TEXTO DE LECTURA >>
En el caso que nos ocupa me consta que, en muchas situaciones, los protocolos establecidos para el traslado de un enfermo a un hospital o escoger un tipo u otro de medicación y/o tratamiento, son difícilmente entendidos por quienes no se ven afectados directamente. Y ello evaluando los pros y los contras, junto a las circunstancias presentes, a la luz de criterios de humanidad, justicia y cuidados. Máxime cuando la urgencia y las condiciones en las que se toman esas medidas no sean las más adecuadas en un contexto de serenidad. Si se le suma el hecho de no explicarlas de una manera adecuada a las partes contratantes de las primeras partes, esto es, si no se comunican correctamente, ya está el lío montado. Y si no se revisan y evalúan, para qué seguir hablando.
He conversado en las últimas semanas con profesionales médicos y sanitarios acerca de su trabajo en esos fatídicos días de marzo. Han compartido detalles íntimos sobre cómo han tenido que tomar decisiones muchas veces no comprendidas por las familias, pero que hicieron pensando única y exclusivamente en la calidad de vida de sus pacientes. De cómo poder acompañarlos con el menor sufrimiento posible en sus últimas horas, evitándoles una amargura innecesaria, pese a que pudiera parecer que con su traslado al hospital todo quedaba resuelto. Que habrán cometido errores, seguro. ¿Quién no ha vivido alguna vez una situación como las que les hablo?
Evaluar para aprender (1) – Ilustración de Eva van Passel
Permítanme que comparta una, la muerte de mi hermano Pablo hace ya casi veintisiete años. Una gran doctora, Concepción Moro, jefa de la Unidad de Arritmias del Hospital Ramón y Cajal de Madrid, fue muy clara. “Nos equivocamos”, reconoció al explicar que frente a la miocardiopatía dilatada hipertrófica que sufría habían optado por un tratamiento farmacológico frente a una intervención quirúrgica para colocarle un monitor desfibrilador. Su juventud así lo aconsejaba, pero la arritmia llegó, y con ella, la muerte. Le agradecí profunda y sinceramente su honestidad y todos los desvelos del equipo que lideraba en unos meses que fueron muy duros. Sería injusto creer que en su deseo no estaba, por encima de todo, salvarle la vida. ¿Eran invencibles? Por supuesto que no. ¿Hubiese sido correcto arremeter contra esos profesionales? Rotundamente, no.
Tomar decisiones en ámbitos tan delicados de la existencia humana como el de la enfermedad es lo que tiene. Que no somos omnipotentes y las consecuencias, muchas veces, son imposibles de controlar. De ahí que sea necesario establecer protocolos de actuación que puedan ser evaluados, en el que entren en juego determinadas variables a la hora de poder escoger un camino u otro. Y no desde las frías consideraciones clínicas, aritméticas o del último logaritmo como «operación» o «función» que te devuelve la potencia a la que debes elevar una base dada para obtener un resultado deseado. En ello confiamos.

COMPRUEBA TU COMPRENSIÓN >>
a) Según el texto sobre las decisiones médicas, ¿qué cargo ocupaba Concepción Moro?
b) Reproduce literalmente el fragmento del texto sobre las decisiones médicas que va desde "En el caso que" hasta "qué seguir hablando.".
c) Indica si cada afirmación coincide con el texto sobre las decisiones médicas y cita las palabras que lo deciden: (i) el hermano de quien escribe murió hace casi veintisiete años; (ii) en el caso del hermano se eligió la cirugía en lugar de los fármacos; (iii) los protocolos deben basarse en frías consideraciones clínicas.

DATOS DEL EJERCICIO >>
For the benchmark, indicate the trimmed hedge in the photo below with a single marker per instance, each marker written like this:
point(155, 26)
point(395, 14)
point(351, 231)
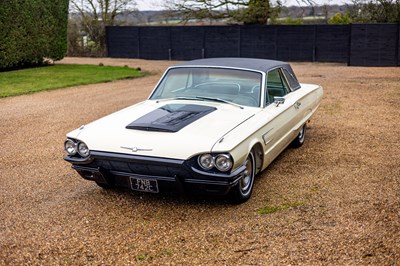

RESPUESTAS POR TAREA >>
a) Era jefa de la Unidad de Arritmias del Hospital Ramón y Cajal de Madrid.

b)
En el caso que nos ocupa me consta que, en muchas situaciones, los protocolos establecidos para el traslado de un enfermo a un hospital o escoger un tipo u otro de medicación y/o tratamiento, son difícilmente entendidos por quienes no se ven afectados directamente. Y ello evaluando los pros y los contras, junto a las circunstancias presentes, a la luz de criterios de humanidad, justicia y cuidados. Máxime cuando la urgencia y las condiciones en las que se toman esas medidas no sean las más adecuadas en un contexto de serenidad. Si se le suma el hecho de no explicarlas de una manera adecuada a las partes contratantes de las primeras partes, esto es, si no se comunican correctamente, ya está el lío montado. Y si no se revisan y evalúan, para qué seguir hablando.

c)
(i) Sí: "la muerte de mi hermano Pablo hace ya casi veintisiete años".
(ii) No: "habían optado por un tratamiento farmacológico frente a una intervención quirúrgica para colocarle un monitor desfibrilador".
(iii) No: "Y no desde las frías consideraciones clínicas, aritméticas o del último logaritmo".